▸ WHAT TO DO:
Transcribe each record exactly. Include every one.

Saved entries
==========

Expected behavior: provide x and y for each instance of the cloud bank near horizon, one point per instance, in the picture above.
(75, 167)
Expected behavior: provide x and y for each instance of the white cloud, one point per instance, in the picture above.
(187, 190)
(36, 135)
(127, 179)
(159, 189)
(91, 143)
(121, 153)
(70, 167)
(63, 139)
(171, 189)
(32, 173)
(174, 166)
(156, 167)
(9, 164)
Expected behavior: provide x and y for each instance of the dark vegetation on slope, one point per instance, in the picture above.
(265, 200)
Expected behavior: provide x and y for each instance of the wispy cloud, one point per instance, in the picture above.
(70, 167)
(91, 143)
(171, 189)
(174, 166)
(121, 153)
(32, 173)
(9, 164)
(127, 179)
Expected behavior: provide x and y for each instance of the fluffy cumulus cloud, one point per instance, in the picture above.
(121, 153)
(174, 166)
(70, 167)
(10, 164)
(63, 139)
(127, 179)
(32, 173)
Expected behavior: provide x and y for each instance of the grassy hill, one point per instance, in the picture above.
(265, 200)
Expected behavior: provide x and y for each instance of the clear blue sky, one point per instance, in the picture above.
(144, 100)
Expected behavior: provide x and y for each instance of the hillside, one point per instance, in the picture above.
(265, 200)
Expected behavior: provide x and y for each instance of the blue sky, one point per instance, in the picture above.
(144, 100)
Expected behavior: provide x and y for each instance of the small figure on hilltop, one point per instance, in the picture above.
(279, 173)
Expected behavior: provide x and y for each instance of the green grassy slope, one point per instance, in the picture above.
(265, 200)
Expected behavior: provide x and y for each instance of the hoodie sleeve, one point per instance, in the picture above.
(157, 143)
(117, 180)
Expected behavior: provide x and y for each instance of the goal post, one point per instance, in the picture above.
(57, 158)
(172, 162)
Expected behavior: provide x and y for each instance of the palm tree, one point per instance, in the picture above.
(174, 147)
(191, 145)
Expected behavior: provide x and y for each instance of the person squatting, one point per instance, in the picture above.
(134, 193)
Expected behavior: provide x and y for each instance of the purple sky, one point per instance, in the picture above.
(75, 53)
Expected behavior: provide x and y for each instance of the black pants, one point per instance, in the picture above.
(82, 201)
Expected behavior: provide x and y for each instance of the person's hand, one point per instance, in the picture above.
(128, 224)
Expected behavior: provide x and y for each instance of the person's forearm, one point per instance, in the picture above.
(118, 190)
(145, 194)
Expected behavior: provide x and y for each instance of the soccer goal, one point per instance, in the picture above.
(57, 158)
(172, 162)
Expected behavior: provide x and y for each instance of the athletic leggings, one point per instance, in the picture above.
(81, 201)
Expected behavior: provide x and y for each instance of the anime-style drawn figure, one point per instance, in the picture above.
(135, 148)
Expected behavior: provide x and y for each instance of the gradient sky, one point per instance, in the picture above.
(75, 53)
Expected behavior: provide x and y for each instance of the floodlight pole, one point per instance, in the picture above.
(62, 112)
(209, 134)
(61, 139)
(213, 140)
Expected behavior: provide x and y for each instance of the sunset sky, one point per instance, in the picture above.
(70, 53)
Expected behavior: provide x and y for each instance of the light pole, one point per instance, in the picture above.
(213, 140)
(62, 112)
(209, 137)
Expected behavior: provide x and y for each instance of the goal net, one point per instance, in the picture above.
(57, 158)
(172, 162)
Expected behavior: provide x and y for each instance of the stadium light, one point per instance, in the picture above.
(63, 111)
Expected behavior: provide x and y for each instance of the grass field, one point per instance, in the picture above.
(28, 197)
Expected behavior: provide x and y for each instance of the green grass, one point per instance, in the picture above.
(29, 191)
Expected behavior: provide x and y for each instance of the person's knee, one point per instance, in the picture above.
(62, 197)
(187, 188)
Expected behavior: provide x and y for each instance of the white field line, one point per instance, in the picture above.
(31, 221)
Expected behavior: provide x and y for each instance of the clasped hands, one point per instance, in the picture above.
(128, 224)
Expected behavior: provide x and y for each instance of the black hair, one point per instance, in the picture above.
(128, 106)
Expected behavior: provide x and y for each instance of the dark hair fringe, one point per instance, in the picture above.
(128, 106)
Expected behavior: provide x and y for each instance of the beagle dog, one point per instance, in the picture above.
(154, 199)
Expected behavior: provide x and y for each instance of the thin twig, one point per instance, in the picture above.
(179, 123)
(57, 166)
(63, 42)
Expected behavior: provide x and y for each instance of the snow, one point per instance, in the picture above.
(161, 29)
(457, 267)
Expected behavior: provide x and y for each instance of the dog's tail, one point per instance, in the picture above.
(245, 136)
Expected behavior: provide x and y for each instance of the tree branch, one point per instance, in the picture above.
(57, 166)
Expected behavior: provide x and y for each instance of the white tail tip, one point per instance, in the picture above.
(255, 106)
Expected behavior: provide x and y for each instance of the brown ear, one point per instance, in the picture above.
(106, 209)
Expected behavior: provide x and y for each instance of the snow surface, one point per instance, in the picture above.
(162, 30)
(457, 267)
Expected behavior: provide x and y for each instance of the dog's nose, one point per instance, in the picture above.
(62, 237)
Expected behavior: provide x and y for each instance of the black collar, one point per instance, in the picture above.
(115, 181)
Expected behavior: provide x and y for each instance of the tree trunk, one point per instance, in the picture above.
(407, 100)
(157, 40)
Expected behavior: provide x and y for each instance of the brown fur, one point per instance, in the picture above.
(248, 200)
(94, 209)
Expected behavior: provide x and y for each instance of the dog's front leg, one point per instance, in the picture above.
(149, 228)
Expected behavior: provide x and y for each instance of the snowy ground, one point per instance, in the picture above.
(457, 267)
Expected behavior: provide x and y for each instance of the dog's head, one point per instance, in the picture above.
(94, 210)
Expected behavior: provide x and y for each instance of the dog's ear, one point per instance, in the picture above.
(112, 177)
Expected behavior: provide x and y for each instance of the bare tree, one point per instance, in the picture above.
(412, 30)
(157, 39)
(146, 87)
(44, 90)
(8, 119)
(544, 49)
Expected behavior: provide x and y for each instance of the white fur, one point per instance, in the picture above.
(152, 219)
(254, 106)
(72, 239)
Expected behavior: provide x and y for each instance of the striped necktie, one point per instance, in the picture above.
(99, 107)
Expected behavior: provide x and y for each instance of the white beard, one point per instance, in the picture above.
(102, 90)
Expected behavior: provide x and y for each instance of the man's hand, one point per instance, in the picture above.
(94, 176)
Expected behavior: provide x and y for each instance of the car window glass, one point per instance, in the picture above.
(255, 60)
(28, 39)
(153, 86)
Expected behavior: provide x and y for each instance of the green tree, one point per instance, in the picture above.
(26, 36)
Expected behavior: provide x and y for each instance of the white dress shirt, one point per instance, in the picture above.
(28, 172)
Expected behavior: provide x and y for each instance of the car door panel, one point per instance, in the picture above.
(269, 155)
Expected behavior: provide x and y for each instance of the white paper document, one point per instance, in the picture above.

==========

▸ THE COMPLETED TASK:
Expected behavior: provide x and y for each instance of the cloud bank near horizon, one point per instance, in the picture above.
(75, 167)
Expected behavior: provide x and y for each instance of the white cloud, one point per instance, in the picture above.
(187, 190)
(36, 135)
(127, 179)
(159, 189)
(91, 143)
(121, 153)
(70, 167)
(63, 139)
(171, 189)
(32, 173)
(174, 166)
(156, 167)
(9, 164)
Expected behavior: provide x and y for each instance of the dark vegetation on slope, one point per instance, in the picture above.
(265, 200)
Expected behavior: provide x and y for each instance of the wispy cloud, one point per instance, in the picture above.
(70, 167)
(91, 143)
(171, 189)
(174, 166)
(121, 153)
(32, 173)
(9, 164)
(127, 179)
Expected behavior: provide x and y for each instance of the fluffy cumulus cloud, one point per instance, in the picture above.
(121, 153)
(174, 166)
(70, 167)
(10, 164)
(63, 139)
(127, 179)
(32, 173)
Expected behavior: provide x and y for each instance of the grassy hill, one point per instance, in the picture above.
(265, 200)
Expected behavior: provide x and y for each instance of the clear blue sky, one point per instance, in the picture above.
(144, 100)
Expected behavior: provide x and y for each instance of the hillside, one point per instance, in the picture above.
(265, 200)
Expected behavior: provide x and y for each instance of the blue sky, one point per instance, in the picture above.
(144, 100)
Expected behavior: provide x and y for each instance of the small figure on hilltop, one point per instance, in the picture above.
(279, 173)
Expected behavior: provide x and y for each instance of the green grassy slope, one point per instance, in the picture above.
(265, 200)
Expected behavior: provide x and y for each instance of the hoodie sleeve, one point per instance, in the picture above.
(157, 143)
(117, 180)
Expected behavior: provide x and y for each instance of the goal post, one point per instance, in the picture above.
(57, 158)
(172, 162)
Expected behavior: provide x and y for each instance of the palm tree, one point per instance, in the picture above.
(174, 147)
(191, 145)
Expected behavior: provide x and y for each instance of the person squatting, one point per instance, in the picture above.
(134, 193)
Expected behavior: provide x and y for each instance of the purple sky, one point per instance, in the picture above.
(75, 53)
Expected behavior: provide x and y for each instance of the black pants, one point per instance, in the picture above.
(82, 201)
Expected behavior: provide x and y for each instance of the person's hand, one point per instance, in the picture above.
(128, 224)
Expected behavior: provide x and y for each instance of the person's forearm, one point per instance, in the picture above.
(118, 190)
(145, 194)
Expected behavior: provide x and y for each instance of the soccer goal, one point per instance, in the picture above.
(57, 158)
(172, 162)
Expected behavior: provide x and y for each instance of the athletic leggings, one point per instance, in the picture above.
(81, 201)
Expected behavior: provide x and y for each instance of the anime-style drawn figure, one point per instance, in the picture above.
(135, 148)
Expected behavior: provide x and y for each instance of the gradient sky, one point per instance, in the picture above.
(75, 53)
Expected behavior: provide x and y for each instance of the floodlight pole, one point per instance, in the picture above.
(62, 112)
(209, 134)
(61, 139)
(213, 140)
Expected behavior: provide x and y for each instance of the sunset sky, one point per instance, in the picture above.
(70, 53)
Expected behavior: provide x and y for each instance of the light pole, one point per instance, in the picture above.
(213, 140)
(62, 112)
(209, 137)
Expected behavior: provide x and y for each instance of the goal net, one point per instance, in the picture above.
(57, 158)
(172, 162)
Expected behavior: provide x and y for each instance of the stadium light, one point per instance, in the picture above.
(63, 111)
Expected behavior: provide x and y for each instance of the grass field, one point per instance, in the picture above.
(28, 197)
Expected behavior: provide x and y for each instance of the green grass, one point per instance, in the picture above.
(29, 191)
Expected behavior: provide x and y for each instance of the person's knee, one point per instance, in the picture above.
(62, 197)
(187, 188)
Expected behavior: provide x and y for each instance of the white field line, one point per instance, in the picture above.
(31, 221)
Expected behavior: provide x and y for each instance of the clasped hands, one point per instance, in the picture above.
(128, 224)
Expected behavior: provide x and y for each instance of the black hair, one point per instance, in the picture above.
(128, 106)
Expected behavior: provide x and y for each instance of the dark hair fringe, one point per instance, in the picture above.
(128, 106)
Expected behavior: provide x and y for each instance of the beagle dog, one point per instance, in the picture above.
(154, 199)
Expected behavior: provide x and y for each instance of the thin twig, one point per instance, in the picture above.
(179, 123)
(57, 166)
(63, 42)
Expected behavior: provide x and y for each instance of the snow, one point per instance, in the picture above.
(161, 29)
(457, 267)
Expected behavior: provide x and y for each instance of the dog's tail, one point per instance, in the picture above.
(245, 136)
Expected behavior: provide x and y for each instance of the tree branch, one point per instance, in the picture above.
(57, 166)
Expected behavior: provide x and y for each instance of the white tail tip, one point per instance, in the picture above.
(255, 106)
Expected behavior: provide x and y for each instance of the brown ear, one point per instance, in the picture above.
(106, 209)
Expected behavior: provide x and y for each instance of the snow surface, one point per instance, in the picture above.
(162, 30)
(457, 267)
Expected behavior: provide x and y for each instance of the dog's nose, one point per instance, in the picture above.
(62, 237)
Expected behavior: provide x and y for each instance of the black collar, one point per instance, in the picture above.
(115, 181)
Expected behavior: provide x and y for each instance of the tree trunk, one point per instance, in the picture above.
(407, 100)
(157, 40)
Expected behavior: provide x and y for each instance of the brown fur, one point per instance, in the picture above.
(248, 200)
(94, 209)
Expected behavior: provide x and y for each instance of the dog's front leg, one point per instance, in the picture above.
(149, 228)
Expected behavior: provide x and y for each instance of the snowy ground, one point per instance, in the picture above.
(457, 267)
Expected behavior: provide x and y for each instance of the dog's head, one point per instance, in the picture above.
(94, 210)
Expected behavior: provide x and y for each instance of the dog's ear, one point per instance, in the picture above.
(112, 177)
Expected behavior: provide x and y for each instance of the bare tree, one point per instance, in the picture above.
(412, 30)
(157, 39)
(146, 87)
(44, 90)
(8, 119)
(544, 49)
Expected behavior: provide x and y for each instance of the white fur, one point per instance, in the picture above.
(152, 219)
(254, 106)
(72, 239)
Expected behavior: provide x and y for each instance of the striped necktie, one point per instance, in the picture above.
(99, 107)
Expected behavior: provide x and y for each instance of the white beard, one point per instance, in the picture above.
(102, 90)
Expected behavior: provide x and y for each instance of the man's hand, one point per instance, in the picture above.
(94, 176)
Expected behavior: provide x and y for each instance of the car window glass, one point per instance, in the picture above.
(255, 60)
(28, 39)
(153, 86)
Expected behavior: provide x and y for each instance of the green tree, one point per instance, in the picture above.
(26, 36)
Expected behavior: provide x and y for each instance of the white dress shirt, one point per instance, in the picture above.
(28, 172)
Expected behavior: provide x and y for each instance of the car door panel, one point per instance, in the picture above.
(269, 155)
Expected behavior: provide x and y for each instance of the white paper document, one point per instance, in the picture above.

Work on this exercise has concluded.